Your goal -> Count the lines below that contain the word "every", and reply with only that number.

* * * * * * * * *

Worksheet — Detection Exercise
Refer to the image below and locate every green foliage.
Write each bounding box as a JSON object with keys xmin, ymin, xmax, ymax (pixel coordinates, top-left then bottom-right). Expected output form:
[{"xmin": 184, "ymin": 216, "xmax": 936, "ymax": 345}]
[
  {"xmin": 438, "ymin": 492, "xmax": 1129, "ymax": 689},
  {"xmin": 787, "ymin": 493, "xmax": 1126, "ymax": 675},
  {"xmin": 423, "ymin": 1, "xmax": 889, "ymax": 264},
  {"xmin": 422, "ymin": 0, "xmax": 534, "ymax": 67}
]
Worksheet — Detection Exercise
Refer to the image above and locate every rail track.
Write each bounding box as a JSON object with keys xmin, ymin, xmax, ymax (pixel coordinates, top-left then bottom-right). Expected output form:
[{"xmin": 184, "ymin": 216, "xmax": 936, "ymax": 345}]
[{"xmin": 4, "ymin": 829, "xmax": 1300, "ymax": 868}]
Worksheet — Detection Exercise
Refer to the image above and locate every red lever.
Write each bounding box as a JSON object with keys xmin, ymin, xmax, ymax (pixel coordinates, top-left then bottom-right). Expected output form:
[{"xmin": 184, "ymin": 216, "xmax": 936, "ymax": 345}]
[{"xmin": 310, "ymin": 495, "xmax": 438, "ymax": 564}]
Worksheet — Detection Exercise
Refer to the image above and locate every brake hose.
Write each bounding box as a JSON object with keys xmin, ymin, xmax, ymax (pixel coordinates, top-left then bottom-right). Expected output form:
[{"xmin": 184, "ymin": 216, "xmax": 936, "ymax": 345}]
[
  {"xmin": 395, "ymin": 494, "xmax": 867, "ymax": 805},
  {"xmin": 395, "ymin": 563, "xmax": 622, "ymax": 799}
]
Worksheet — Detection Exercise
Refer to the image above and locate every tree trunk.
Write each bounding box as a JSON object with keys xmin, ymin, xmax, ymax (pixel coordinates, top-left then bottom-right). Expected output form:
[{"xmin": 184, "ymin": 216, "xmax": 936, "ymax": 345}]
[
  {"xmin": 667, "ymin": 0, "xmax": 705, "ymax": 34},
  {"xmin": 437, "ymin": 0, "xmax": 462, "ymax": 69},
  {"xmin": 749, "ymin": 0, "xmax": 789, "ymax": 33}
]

* * * * * * * * *

Reply -> 5